TASK TO CARRY OUT — Every line from the line containing "Target: front wheel" through the final line below is to be repeated exactly; no other line is.

DATA EXCERPTS —
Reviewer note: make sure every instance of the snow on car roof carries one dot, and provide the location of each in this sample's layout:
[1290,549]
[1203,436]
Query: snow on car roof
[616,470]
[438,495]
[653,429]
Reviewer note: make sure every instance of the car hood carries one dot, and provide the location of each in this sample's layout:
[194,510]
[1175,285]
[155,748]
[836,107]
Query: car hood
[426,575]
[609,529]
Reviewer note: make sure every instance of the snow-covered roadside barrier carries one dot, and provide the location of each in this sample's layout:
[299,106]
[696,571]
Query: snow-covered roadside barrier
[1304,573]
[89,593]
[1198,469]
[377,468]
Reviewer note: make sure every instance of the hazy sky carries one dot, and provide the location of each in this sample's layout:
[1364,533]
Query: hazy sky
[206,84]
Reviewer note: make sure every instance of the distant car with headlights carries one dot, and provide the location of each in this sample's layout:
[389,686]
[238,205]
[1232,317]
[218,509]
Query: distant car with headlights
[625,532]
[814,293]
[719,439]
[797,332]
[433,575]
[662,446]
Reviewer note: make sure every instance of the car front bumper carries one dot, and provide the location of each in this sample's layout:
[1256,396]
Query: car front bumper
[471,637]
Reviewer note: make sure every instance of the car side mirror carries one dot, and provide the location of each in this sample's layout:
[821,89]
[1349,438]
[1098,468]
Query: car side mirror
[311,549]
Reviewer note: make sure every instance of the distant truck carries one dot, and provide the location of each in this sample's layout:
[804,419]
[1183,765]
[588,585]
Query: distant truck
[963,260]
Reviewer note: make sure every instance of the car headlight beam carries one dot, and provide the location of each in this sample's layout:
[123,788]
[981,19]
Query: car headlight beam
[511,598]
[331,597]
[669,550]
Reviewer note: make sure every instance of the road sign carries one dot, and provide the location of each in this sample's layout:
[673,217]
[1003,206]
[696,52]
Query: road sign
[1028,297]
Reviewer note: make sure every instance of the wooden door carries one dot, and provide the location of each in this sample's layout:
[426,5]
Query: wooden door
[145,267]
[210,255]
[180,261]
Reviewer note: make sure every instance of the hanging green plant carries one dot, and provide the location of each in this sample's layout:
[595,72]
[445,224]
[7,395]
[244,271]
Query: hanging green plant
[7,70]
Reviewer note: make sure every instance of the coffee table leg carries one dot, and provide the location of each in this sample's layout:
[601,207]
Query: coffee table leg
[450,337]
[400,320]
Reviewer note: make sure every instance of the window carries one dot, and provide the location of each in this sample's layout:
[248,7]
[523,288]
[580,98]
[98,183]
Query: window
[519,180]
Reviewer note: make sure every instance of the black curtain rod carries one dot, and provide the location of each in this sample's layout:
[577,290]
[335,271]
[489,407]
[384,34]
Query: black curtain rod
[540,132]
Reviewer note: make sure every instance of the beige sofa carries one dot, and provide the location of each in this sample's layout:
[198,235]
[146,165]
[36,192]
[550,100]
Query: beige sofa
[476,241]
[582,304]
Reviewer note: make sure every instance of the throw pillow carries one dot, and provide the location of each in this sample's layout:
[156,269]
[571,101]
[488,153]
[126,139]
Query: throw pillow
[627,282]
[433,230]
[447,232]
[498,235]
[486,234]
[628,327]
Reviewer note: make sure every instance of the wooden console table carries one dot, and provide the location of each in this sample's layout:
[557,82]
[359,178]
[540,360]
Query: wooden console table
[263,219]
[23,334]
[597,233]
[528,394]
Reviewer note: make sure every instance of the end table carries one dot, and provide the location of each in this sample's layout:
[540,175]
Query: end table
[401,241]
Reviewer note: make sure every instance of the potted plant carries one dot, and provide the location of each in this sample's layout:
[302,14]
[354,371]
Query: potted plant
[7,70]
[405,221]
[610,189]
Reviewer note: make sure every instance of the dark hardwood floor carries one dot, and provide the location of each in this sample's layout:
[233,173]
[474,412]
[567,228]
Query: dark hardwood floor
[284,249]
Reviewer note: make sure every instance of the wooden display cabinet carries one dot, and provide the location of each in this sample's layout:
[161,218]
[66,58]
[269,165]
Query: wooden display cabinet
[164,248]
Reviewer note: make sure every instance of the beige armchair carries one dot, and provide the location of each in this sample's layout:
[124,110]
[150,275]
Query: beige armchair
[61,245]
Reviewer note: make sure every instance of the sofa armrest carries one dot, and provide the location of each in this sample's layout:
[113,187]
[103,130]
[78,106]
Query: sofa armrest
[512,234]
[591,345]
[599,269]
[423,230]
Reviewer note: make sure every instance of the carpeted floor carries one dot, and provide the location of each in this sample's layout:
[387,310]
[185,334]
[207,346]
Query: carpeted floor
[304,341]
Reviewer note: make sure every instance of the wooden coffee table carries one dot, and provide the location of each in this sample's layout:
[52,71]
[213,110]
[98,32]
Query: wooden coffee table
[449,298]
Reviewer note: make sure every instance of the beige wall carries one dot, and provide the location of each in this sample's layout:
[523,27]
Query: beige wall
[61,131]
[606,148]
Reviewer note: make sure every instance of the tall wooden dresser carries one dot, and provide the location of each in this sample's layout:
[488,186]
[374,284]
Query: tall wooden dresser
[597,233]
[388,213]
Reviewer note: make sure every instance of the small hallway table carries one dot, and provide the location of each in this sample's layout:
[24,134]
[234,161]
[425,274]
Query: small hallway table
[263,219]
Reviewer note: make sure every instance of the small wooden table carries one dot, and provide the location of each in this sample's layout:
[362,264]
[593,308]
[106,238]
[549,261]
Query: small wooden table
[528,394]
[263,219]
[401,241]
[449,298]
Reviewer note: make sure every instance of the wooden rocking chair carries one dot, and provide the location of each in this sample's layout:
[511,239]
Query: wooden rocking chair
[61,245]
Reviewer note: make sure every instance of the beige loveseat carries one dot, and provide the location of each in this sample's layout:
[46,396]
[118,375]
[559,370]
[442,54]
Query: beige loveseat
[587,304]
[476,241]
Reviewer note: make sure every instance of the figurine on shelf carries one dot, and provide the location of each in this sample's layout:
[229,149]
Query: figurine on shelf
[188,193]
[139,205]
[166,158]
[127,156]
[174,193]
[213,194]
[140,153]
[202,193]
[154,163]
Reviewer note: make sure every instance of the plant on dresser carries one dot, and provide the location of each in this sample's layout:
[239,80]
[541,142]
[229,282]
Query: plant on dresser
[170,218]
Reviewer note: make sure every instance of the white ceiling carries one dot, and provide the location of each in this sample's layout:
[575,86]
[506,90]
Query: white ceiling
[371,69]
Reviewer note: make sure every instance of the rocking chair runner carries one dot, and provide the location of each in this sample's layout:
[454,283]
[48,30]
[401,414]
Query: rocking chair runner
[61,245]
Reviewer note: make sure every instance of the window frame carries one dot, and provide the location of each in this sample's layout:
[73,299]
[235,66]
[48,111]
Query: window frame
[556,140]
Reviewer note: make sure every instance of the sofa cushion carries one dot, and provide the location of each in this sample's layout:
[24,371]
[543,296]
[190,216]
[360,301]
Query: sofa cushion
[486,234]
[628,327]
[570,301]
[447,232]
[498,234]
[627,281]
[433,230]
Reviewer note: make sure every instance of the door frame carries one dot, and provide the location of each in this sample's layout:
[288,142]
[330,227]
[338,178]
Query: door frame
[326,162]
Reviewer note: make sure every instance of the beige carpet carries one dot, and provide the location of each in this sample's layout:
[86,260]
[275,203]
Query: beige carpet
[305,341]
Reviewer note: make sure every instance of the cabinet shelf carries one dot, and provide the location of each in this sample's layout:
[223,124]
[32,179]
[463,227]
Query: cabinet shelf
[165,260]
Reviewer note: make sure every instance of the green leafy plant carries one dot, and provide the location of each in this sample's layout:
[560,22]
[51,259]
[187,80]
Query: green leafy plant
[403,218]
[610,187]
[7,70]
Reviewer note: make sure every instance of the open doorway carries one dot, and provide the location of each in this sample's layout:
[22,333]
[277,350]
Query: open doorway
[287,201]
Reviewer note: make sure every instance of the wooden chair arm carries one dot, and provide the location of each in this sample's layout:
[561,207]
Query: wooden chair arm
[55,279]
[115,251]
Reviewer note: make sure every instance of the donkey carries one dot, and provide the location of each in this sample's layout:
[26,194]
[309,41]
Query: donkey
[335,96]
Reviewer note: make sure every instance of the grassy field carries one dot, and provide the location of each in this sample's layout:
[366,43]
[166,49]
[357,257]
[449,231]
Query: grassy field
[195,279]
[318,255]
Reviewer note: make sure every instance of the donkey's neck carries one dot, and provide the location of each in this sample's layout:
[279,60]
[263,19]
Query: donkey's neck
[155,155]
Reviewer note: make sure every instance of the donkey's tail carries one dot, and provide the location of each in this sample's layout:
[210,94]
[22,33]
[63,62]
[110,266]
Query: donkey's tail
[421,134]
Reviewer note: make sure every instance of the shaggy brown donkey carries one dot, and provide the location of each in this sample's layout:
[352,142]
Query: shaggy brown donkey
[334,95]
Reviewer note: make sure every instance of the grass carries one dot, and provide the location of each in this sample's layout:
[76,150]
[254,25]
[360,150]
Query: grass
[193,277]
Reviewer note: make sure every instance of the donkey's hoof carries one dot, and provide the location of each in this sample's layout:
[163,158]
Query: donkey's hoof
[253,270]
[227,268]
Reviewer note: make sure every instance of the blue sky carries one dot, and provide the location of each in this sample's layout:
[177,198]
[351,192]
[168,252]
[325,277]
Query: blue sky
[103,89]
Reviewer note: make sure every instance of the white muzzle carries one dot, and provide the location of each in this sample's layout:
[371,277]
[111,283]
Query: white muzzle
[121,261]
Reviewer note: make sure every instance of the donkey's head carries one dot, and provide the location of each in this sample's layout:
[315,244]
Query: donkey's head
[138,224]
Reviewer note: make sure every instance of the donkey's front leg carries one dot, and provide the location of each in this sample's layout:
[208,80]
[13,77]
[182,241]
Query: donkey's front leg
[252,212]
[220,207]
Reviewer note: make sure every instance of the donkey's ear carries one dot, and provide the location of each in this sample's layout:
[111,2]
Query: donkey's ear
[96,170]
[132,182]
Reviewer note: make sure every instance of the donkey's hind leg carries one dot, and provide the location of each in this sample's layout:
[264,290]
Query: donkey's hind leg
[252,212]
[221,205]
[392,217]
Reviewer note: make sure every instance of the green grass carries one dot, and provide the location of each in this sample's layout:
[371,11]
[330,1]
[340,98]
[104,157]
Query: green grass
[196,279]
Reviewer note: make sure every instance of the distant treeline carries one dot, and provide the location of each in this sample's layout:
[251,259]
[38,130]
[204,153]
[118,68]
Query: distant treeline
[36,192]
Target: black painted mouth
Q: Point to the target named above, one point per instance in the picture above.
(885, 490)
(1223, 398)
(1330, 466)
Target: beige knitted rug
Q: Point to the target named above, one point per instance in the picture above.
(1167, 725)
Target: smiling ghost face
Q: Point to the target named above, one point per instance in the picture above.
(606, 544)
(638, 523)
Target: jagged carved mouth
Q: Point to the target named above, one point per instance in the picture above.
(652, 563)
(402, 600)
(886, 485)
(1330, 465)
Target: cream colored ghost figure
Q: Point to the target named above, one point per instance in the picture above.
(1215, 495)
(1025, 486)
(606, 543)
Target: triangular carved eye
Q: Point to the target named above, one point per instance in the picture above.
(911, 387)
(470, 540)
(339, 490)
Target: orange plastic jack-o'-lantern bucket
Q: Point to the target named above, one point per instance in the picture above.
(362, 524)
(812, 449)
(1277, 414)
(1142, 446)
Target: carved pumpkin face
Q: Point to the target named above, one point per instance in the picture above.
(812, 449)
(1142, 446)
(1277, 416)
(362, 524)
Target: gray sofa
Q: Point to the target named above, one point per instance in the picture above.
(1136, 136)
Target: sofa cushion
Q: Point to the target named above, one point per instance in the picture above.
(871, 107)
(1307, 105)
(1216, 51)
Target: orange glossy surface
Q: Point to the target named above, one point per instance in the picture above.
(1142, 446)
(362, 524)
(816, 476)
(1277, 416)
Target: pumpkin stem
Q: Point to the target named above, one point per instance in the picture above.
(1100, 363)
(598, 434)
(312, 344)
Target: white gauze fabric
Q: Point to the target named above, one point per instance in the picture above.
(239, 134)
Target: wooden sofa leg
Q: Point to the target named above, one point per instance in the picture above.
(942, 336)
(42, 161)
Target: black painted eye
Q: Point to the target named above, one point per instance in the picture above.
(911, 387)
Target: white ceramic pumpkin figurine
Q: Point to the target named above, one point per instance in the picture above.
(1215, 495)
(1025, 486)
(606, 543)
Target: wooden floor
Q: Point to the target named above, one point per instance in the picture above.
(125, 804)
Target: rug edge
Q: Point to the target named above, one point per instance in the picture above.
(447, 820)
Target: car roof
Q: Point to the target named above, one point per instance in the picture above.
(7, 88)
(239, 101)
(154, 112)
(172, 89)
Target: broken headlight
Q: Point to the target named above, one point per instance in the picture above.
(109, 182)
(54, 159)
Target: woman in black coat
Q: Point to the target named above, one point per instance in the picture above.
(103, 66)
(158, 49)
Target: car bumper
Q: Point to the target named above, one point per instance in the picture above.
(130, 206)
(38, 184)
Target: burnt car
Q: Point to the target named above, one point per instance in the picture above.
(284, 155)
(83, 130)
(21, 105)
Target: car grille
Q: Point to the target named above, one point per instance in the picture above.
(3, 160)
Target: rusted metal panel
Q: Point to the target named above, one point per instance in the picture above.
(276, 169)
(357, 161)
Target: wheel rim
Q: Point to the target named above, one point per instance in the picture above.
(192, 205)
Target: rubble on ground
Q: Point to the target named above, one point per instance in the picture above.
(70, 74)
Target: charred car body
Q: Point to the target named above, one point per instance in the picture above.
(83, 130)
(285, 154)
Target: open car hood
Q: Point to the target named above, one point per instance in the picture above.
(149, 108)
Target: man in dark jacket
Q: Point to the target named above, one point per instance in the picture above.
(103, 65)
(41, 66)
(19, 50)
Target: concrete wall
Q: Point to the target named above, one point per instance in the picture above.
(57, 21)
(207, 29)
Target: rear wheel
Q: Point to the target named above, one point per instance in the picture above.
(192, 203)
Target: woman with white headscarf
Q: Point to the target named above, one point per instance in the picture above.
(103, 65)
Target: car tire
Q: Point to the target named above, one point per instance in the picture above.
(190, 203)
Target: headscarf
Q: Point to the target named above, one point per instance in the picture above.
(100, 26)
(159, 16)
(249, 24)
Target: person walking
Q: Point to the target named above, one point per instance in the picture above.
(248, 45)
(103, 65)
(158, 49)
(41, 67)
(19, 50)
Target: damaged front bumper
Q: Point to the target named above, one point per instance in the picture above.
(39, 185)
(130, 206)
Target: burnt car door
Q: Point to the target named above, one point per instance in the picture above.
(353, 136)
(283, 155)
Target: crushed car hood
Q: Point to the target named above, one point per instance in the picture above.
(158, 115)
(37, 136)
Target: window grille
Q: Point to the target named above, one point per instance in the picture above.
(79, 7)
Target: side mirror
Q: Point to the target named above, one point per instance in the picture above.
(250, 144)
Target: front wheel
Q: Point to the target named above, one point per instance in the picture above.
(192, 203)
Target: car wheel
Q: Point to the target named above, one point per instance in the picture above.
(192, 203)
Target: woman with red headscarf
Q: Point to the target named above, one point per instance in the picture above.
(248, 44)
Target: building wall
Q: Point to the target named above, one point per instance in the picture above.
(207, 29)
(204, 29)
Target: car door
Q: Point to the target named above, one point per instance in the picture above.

SOLUTION FOR THIS EXERCISE —
Target: front wheel
Q: Point to the target named above, one point per instance in the picture above.
(192, 203)
Target: car wheel
Q: Point to the target named above, one point per instance in the picture above.
(192, 203)
Target: woman with red headscarf
Q: Point to the target named above, one point per instance in the picture above.
(248, 44)
Target: building wall
Q: Point to the target named above, one point per instance in the picture above.
(207, 29)
(204, 29)
Target: car door
Q: Point to the target named above, one point per instance in the picture above.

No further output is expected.